• [Exercise instructions]:
Present the lines that follow as a Markdown table with two columns, No. and Text, giving each line its row number and omitting any blank lines.

[Data drawn from a collection]
^^^^^^^^^^^^^^^^
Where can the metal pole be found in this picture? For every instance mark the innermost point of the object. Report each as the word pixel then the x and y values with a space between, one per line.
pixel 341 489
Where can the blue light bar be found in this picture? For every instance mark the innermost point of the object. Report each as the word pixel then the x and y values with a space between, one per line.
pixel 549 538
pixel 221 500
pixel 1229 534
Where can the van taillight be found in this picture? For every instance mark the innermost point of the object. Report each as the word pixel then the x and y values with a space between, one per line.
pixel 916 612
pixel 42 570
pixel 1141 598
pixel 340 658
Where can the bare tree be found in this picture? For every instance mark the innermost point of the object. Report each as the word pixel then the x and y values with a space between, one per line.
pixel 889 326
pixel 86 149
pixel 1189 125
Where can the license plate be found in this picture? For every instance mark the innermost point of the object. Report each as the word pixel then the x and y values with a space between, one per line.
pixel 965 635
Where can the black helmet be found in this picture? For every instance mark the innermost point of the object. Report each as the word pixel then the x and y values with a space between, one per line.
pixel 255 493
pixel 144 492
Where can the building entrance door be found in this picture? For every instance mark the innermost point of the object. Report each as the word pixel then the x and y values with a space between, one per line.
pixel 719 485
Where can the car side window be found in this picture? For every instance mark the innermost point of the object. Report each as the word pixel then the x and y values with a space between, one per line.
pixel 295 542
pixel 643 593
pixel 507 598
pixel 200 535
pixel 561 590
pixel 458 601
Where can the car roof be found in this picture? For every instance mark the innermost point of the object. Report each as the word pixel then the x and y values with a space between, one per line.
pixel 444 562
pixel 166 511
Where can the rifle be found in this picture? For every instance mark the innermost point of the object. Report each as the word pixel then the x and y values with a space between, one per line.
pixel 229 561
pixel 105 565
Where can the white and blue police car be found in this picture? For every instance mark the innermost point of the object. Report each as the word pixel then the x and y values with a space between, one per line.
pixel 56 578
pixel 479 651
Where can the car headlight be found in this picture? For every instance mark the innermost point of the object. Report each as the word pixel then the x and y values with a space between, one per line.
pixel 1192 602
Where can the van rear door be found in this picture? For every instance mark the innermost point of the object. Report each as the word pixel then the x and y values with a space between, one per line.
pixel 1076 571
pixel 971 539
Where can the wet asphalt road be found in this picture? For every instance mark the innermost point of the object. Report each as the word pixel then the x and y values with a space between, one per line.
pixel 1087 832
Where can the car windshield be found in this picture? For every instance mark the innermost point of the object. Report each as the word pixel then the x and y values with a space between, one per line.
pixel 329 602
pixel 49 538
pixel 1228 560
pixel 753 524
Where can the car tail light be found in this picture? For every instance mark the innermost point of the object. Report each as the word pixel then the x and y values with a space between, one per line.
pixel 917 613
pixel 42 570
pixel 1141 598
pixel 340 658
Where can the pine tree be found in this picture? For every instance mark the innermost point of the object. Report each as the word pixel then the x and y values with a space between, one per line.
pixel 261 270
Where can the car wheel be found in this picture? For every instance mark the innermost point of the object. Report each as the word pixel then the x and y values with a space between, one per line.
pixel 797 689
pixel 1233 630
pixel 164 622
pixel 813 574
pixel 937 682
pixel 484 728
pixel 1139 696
^^^^^^^^^^^^^^^^
• [Output for this exercise]:
| No. | Text |
|---|---|
| 1 | Where can the metal pole be found in this picture? For every instance mark the innermost point of the object. Report each as the word pixel then the x and y values with a space between, one per line. |
| 2 | pixel 341 489 |
| 3 | Where can the blue light bar be found in this picture? For every instance mark the innermost point of the object. Report each as the word pixel then the x and y values with a space between, one per line. |
| 4 | pixel 549 538 |
| 5 | pixel 221 500 |
| 6 | pixel 1229 534 |
| 7 | Where can the van taillight be found in this picture? For every instance mark the innermost point of the object. Report each as the word pixel then the x and y values with a space between, one per line. |
| 8 | pixel 916 612 |
| 9 | pixel 42 570 |
| 10 | pixel 1141 598 |
| 11 | pixel 340 658 |
| 12 | Where can the bare tree be found in this picture? For every instance mark the innermost point of the object. Report each as the word pixel then the x and y values with a space between, one per line. |
| 13 | pixel 889 326 |
| 14 | pixel 86 149 |
| 15 | pixel 1189 125 |
| 16 | Where can the license plate be found in this picture? For every instance mark the innermost point of the object. Report each as the word pixel then the x and y values with a space between, one per line. |
| 17 | pixel 965 635 |
| 18 | Where can the black helmet be found in this picture? For every instance mark the innermost point of the object. Report each as the word pixel then the x and y values with a space between, one per line. |
| 19 | pixel 255 493 |
| 20 | pixel 144 492 |
| 21 | Where can the building entrance door be found in this picture? For every instance mark the innermost point of the object. Report each as the word pixel then the x and y values with a space between, one per line. |
| 22 | pixel 719 485 |
| 23 | Where can the car side window be found in this picture? For every instance mark the innermost point of the object. Report each as the word pixel then the x and y values with a space between, one per line. |
| 24 | pixel 295 542 |
| 25 | pixel 643 593 |
| 26 | pixel 507 598 |
| 27 | pixel 200 535 |
| 28 | pixel 561 590 |
| 29 | pixel 458 601 |
| 30 | Where can the car roof be found in this picture? For every instance mark the innermost point of the object. Report each as the word pixel then the x and y values with a space between, one per line. |
| 31 | pixel 444 562 |
| 32 | pixel 166 511 |
| 33 | Where can the rifle be found in this picture? For every instance mark the innermost point of the object. Report each as the word pixel then the x and y values with a space between, one per line. |
| 34 | pixel 229 561 |
| 35 | pixel 105 565 |
| 36 | Where can the white and blue police car be found in this picture? For every instance mark the innermost point of the object. Report each as the word pixel then the x and y values with a space between, one per line. |
| 37 | pixel 56 578 |
| 38 | pixel 479 651 |
| 39 | Where can the car headlight be found in this picture? For every instance mark the innermost point of the object. Report each as the word pixel then the x and y values with a space between, one per line. |
| 40 | pixel 1192 602 |
| 41 | Where can the van rear door be found in this picture? For every instance mark the innermost point of the object. Report each as the word pixel then the x and y values with a space between, one per line. |
| 42 | pixel 1076 571 |
| 43 | pixel 971 539 |
| 44 | Where can the wet asphalt road be found in this picture? For every instance mark the innermost point of the object. Report each as the word pixel then the x and y values with a space between, one per line. |
| 45 | pixel 1087 832 |
| 46 | Where can the car windshield be found in this picture? For every instance mark the innermost point of the object. Report each as the word pixel then the x and y values with a space between, one per line. |
| 47 | pixel 329 602 |
| 48 | pixel 49 538 |
| 49 | pixel 1228 560 |
| 50 | pixel 753 524 |
| 51 | Where can the car tail light be found in this picture? For every instance mark the innermost point of the object. Report each as the word pixel then the x and y values with a space between, one per line. |
| 52 | pixel 917 613 |
| 53 | pixel 42 570 |
| 54 | pixel 1141 598 |
| 55 | pixel 340 658 |
| 56 | Where can the pine tree be found in this picture? For every instance mark the innermost point of the object. Report each as the word pixel then the x and y values with a space between, one per line. |
| 57 | pixel 261 270 |
| 58 | Where can the car wheel be found in this picture? For every instance mark the innermost point of the object. Report each as the word pixel then the x and y values with a space between, one per line. |
| 59 | pixel 797 689 |
| 60 | pixel 1233 630 |
| 61 | pixel 164 622 |
| 62 | pixel 813 574 |
| 63 | pixel 937 682 |
| 64 | pixel 484 728 |
| 65 | pixel 1139 696 |